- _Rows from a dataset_
______

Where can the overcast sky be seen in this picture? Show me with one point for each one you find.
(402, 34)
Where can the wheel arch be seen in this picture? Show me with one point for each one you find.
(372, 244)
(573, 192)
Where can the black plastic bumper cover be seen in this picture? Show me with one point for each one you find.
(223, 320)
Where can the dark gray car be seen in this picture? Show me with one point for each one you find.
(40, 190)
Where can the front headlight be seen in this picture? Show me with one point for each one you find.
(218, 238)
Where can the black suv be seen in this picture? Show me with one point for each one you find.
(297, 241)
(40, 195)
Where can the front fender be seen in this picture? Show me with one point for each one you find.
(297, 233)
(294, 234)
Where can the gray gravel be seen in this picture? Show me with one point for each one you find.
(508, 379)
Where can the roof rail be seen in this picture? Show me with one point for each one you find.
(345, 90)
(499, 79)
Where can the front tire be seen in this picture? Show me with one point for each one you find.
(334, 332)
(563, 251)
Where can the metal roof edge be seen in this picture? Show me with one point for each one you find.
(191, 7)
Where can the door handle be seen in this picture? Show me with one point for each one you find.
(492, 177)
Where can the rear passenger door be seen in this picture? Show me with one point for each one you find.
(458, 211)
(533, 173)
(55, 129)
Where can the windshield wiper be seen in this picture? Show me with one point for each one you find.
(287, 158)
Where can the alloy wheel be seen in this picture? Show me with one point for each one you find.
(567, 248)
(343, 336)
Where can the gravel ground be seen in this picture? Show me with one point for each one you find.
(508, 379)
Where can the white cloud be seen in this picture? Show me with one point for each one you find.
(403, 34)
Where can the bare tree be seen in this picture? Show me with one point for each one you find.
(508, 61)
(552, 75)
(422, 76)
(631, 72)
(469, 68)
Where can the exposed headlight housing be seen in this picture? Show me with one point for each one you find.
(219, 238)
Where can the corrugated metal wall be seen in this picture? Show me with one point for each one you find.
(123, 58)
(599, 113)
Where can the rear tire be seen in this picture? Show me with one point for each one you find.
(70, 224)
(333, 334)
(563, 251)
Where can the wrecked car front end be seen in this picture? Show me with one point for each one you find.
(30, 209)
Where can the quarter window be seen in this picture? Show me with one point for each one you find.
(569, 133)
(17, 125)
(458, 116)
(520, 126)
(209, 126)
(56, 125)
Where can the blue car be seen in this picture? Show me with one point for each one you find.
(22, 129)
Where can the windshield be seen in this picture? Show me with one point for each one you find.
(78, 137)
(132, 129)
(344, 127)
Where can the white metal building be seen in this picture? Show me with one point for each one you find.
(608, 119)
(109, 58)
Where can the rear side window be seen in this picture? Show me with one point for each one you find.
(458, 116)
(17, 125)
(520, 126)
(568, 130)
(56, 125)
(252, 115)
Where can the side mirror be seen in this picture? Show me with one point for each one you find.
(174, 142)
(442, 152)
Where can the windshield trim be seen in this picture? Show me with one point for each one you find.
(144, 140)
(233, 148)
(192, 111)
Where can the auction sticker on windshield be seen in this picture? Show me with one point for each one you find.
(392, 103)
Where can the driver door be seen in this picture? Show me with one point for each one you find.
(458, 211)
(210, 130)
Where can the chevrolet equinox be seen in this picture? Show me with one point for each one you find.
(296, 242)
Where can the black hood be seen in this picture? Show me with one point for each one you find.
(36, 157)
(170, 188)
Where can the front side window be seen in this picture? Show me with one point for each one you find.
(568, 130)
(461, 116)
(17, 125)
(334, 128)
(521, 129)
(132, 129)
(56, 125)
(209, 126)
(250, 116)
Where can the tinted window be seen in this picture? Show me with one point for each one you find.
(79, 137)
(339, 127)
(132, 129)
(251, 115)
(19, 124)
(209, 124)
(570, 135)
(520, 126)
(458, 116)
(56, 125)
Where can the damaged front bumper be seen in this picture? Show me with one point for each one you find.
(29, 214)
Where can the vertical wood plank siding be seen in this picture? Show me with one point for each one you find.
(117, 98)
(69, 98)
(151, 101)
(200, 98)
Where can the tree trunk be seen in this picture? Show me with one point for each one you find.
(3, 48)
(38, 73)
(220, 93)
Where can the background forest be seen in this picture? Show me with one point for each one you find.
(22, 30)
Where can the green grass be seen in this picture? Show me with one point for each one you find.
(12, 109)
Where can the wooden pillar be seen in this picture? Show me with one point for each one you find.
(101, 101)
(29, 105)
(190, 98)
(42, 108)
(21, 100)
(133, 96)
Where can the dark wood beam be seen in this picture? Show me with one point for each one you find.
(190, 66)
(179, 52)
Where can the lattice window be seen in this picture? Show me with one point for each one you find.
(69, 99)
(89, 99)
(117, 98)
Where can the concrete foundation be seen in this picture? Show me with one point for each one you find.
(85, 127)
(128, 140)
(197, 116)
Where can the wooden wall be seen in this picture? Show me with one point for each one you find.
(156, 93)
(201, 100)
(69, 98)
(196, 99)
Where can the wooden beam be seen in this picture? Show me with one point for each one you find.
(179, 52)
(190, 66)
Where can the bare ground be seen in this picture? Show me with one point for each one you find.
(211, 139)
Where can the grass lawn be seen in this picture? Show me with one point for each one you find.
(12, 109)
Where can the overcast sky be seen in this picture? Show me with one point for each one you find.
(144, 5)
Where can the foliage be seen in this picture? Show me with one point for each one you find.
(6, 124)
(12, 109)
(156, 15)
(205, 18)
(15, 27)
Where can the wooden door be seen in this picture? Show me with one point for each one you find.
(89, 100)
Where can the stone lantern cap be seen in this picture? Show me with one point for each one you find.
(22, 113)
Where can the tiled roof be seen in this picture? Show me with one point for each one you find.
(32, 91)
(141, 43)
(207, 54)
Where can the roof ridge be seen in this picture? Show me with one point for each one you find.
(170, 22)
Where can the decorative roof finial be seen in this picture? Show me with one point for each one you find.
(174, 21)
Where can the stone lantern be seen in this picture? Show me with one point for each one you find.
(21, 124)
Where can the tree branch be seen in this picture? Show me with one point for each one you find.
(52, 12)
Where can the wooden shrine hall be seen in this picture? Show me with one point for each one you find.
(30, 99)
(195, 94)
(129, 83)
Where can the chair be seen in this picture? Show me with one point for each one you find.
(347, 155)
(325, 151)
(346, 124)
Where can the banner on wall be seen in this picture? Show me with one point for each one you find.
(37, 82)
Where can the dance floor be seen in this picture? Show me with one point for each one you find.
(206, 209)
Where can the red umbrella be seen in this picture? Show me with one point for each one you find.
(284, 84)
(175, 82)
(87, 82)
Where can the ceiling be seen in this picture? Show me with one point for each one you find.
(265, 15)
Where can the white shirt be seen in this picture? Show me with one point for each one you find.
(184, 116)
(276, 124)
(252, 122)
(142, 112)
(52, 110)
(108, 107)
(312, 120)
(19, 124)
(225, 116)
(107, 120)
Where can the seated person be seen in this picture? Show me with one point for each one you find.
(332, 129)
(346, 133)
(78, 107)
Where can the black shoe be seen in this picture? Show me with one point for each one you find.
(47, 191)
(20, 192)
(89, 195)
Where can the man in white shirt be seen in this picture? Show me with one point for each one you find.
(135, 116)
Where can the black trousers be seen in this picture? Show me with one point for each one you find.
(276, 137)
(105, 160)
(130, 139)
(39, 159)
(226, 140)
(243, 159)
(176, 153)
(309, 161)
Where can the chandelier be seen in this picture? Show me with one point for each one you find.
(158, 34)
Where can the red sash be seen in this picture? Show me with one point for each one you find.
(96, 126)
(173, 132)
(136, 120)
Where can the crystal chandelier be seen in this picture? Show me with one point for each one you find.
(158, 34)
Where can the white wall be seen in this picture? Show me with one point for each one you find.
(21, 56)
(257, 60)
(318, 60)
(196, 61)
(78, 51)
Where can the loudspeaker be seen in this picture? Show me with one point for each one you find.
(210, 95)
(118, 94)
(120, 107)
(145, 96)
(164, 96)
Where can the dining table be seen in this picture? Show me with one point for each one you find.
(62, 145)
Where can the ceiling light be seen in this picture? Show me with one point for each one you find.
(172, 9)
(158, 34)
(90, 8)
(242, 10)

______

- _What to do_
Lines from the one containing "Where can the seated" through the final line are to be given again verbatim, with nothing before or after.

- _The response_
Where can the seated person be seen in this picture? Show me with one point for each one you find.
(332, 129)
(346, 133)
(78, 107)
Where can the black shoe be seen in this picture? Show me with one point for each one you find.
(47, 191)
(20, 192)
(89, 195)
Where can the man in white shirt be seen in this picture? Show me with one point for each one you find.
(135, 116)
Where can the black trousers be seen in this picture? Show me with one point for each one you find.
(276, 137)
(105, 160)
(130, 139)
(39, 159)
(226, 140)
(243, 159)
(176, 153)
(309, 161)
Where can the chandelier be seen in this picture? Show me with one point for each one you find.
(158, 34)
Where can the red sash be seen in this picture? Show me with one point for each one you find.
(96, 126)
(173, 132)
(136, 120)
Where can the crystal chandelier be seen in this picture? Show me with one point for each one you find.
(158, 34)
Where can the white wall be seen in this picture? Show me with one point for each one you find.
(21, 56)
(257, 60)
(318, 60)
(196, 61)
(78, 51)
Where can the loudspeaker be seen in this picture? Show me with one point for each one you find.
(210, 95)
(118, 94)
(120, 107)
(145, 96)
(164, 96)
Where can the dining table be seen in this picture? Show me with one point for each one you find.
(62, 145)
Where can the ceiling light be seen in this picture? Show me with one point for each one you find.
(172, 9)
(158, 34)
(90, 8)
(242, 10)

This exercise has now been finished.